[Dataset entries]
○ ○ ○ ○ ○
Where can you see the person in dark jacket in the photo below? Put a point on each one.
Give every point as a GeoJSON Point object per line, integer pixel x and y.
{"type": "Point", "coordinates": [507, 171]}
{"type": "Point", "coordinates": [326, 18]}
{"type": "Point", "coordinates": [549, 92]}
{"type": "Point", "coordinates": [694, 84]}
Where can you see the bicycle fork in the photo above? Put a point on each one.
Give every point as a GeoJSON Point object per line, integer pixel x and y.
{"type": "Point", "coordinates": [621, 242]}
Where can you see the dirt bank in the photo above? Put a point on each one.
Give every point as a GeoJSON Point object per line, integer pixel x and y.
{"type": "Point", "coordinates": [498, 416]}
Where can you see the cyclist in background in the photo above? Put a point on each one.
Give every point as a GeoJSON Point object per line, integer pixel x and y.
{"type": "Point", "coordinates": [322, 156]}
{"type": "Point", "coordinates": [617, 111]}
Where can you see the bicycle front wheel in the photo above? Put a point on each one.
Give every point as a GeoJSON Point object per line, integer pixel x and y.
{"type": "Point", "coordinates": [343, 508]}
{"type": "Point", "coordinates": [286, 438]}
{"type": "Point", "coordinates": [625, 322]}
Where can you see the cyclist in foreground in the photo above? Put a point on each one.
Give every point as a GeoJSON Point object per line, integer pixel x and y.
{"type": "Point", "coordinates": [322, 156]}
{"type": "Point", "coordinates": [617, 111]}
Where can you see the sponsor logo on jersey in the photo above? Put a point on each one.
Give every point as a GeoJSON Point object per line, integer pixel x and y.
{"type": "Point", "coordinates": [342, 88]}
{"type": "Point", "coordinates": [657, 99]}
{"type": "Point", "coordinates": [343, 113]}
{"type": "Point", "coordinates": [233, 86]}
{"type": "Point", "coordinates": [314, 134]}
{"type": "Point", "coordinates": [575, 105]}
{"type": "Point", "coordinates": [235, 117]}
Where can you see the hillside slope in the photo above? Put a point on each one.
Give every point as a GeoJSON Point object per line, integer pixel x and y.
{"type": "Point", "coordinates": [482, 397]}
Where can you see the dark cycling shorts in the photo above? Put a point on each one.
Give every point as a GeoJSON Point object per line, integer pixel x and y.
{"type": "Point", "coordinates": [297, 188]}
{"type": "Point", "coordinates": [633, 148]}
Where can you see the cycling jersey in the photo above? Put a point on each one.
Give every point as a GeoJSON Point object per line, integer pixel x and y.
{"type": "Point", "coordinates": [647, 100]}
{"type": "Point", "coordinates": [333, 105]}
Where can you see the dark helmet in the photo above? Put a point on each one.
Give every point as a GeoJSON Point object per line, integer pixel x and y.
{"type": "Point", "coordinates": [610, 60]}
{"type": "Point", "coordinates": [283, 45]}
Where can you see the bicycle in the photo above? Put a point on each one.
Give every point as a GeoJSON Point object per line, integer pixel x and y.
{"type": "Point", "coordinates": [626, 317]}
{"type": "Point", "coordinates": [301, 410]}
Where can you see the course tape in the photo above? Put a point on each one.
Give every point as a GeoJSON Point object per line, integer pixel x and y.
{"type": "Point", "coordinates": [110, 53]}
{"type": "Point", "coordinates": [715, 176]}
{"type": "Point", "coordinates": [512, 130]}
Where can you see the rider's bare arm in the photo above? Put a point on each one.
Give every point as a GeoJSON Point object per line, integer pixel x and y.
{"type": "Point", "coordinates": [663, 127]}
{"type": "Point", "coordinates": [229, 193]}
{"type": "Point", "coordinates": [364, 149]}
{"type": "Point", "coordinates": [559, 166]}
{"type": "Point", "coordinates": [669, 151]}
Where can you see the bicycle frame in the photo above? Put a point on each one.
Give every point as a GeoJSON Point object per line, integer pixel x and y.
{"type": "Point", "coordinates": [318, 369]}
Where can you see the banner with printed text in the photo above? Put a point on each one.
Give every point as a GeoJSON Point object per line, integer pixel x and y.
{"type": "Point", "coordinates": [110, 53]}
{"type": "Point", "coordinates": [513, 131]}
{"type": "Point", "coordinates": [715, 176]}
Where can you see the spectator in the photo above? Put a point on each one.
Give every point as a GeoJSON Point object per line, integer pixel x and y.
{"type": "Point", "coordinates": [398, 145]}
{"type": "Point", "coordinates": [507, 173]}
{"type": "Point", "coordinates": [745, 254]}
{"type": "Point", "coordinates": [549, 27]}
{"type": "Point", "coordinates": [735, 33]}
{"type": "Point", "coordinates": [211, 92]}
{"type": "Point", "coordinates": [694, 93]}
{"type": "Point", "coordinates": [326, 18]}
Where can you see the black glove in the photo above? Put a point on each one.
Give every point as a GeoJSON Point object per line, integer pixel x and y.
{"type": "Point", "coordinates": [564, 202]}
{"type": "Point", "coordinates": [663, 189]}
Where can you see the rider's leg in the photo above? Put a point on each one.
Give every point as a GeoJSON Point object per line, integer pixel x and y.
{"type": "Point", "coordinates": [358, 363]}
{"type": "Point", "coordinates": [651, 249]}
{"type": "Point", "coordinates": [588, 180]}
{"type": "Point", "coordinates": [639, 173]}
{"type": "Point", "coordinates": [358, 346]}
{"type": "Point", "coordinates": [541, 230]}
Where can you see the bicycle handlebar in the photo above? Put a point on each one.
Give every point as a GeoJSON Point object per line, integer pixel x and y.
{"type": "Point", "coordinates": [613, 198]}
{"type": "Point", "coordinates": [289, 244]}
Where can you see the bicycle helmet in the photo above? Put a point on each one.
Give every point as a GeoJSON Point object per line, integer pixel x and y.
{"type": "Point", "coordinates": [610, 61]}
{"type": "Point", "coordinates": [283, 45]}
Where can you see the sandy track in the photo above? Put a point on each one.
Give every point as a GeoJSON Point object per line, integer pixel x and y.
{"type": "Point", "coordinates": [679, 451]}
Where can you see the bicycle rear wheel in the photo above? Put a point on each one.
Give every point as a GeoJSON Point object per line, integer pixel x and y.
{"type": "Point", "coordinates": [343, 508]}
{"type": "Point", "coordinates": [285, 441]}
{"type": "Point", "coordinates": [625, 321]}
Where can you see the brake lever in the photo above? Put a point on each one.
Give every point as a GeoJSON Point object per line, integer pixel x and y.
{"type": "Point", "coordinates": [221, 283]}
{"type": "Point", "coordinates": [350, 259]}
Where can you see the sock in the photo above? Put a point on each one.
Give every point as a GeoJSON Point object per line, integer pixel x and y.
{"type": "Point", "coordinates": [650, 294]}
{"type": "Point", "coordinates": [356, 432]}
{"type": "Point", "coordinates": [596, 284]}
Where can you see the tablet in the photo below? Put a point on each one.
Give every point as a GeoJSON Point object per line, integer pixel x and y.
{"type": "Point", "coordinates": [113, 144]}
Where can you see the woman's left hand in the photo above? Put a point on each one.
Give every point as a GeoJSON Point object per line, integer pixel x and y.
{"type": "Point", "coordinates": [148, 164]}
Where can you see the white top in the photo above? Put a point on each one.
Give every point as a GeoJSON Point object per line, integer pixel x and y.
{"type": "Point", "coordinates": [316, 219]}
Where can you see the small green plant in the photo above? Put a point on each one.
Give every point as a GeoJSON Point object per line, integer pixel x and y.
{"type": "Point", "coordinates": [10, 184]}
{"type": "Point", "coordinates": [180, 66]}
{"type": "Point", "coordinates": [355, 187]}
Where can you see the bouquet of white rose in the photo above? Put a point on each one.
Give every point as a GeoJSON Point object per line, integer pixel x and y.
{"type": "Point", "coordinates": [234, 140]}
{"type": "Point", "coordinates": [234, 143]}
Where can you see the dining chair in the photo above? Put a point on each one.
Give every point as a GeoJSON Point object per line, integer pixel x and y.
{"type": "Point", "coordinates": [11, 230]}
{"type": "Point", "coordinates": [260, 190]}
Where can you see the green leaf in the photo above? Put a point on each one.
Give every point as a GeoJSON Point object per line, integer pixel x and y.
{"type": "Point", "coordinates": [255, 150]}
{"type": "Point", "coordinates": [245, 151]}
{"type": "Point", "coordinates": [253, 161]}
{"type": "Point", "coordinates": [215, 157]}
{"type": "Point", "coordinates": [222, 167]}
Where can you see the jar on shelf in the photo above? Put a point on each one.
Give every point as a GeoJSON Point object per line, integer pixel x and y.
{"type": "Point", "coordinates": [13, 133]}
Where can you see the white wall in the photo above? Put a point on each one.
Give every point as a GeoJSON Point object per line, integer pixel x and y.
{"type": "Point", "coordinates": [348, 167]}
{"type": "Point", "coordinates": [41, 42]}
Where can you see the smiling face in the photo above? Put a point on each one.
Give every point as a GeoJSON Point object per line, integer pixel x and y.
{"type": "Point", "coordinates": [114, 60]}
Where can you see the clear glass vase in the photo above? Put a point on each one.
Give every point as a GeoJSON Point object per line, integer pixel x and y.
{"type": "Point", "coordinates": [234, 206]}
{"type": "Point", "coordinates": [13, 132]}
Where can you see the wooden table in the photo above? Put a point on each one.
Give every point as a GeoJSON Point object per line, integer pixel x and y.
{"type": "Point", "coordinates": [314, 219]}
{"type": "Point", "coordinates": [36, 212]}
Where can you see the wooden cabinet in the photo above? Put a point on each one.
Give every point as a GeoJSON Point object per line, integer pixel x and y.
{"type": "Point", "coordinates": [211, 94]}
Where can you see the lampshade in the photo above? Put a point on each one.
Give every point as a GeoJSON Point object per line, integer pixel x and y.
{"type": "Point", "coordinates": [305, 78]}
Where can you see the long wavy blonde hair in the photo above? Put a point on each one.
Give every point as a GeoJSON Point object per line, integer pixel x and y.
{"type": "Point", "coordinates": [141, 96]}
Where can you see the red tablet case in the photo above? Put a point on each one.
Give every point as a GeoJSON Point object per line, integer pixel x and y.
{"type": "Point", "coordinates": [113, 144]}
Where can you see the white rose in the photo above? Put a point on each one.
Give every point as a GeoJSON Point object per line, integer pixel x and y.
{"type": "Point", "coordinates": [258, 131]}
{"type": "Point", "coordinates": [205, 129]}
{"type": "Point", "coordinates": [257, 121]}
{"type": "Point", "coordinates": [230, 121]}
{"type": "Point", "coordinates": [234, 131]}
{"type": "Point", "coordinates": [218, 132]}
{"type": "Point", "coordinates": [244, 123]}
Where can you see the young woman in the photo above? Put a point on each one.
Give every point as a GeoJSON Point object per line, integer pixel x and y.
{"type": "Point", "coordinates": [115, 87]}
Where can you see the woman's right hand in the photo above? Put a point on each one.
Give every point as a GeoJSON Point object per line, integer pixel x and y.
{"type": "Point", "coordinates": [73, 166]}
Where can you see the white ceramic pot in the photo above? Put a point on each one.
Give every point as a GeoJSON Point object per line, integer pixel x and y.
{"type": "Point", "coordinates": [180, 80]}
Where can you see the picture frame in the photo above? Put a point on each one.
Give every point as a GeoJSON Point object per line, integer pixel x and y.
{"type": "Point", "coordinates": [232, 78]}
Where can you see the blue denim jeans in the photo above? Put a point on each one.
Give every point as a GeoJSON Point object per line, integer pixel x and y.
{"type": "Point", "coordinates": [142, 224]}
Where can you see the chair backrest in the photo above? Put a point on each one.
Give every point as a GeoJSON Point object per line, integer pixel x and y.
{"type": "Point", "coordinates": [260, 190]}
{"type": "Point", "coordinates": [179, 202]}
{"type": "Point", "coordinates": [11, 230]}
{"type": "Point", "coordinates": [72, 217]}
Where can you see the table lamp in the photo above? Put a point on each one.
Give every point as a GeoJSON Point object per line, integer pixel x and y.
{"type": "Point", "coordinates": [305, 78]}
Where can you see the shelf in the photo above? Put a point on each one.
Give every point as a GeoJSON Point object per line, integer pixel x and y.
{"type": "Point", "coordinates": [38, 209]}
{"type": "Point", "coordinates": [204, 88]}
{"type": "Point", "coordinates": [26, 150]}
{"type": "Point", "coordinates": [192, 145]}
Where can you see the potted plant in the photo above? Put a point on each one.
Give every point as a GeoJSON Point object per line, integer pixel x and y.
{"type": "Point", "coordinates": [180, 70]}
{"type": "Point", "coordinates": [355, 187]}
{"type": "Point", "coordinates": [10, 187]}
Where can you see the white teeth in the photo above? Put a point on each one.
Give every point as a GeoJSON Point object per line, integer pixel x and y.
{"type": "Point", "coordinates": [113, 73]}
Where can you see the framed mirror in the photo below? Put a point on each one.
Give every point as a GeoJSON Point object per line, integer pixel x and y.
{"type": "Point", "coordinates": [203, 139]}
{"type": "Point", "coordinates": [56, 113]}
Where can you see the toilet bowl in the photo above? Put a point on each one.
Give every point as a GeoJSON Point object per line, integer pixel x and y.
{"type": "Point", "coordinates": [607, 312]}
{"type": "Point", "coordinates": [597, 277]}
○ ○ ○ ○ ○
Look above for the line containing "Where can you see the white top". Output from there through the line containing "Where can you see the bouquet", exactly and inclusively.

Where can you see the white top in the photo above? Put a point on each one.
Give every point as a GeoJSON Point object per line, integer pixel x and y.
{"type": "Point", "coordinates": [316, 219]}
Where can you see the small green plant in the photo above? Put a point on each one.
Give every point as a GeoJSON Point object per line, integer pixel x and y.
{"type": "Point", "coordinates": [10, 184]}
{"type": "Point", "coordinates": [180, 66]}
{"type": "Point", "coordinates": [355, 187]}
Where can you see the bouquet of white rose in the photo above? Put a point on each one.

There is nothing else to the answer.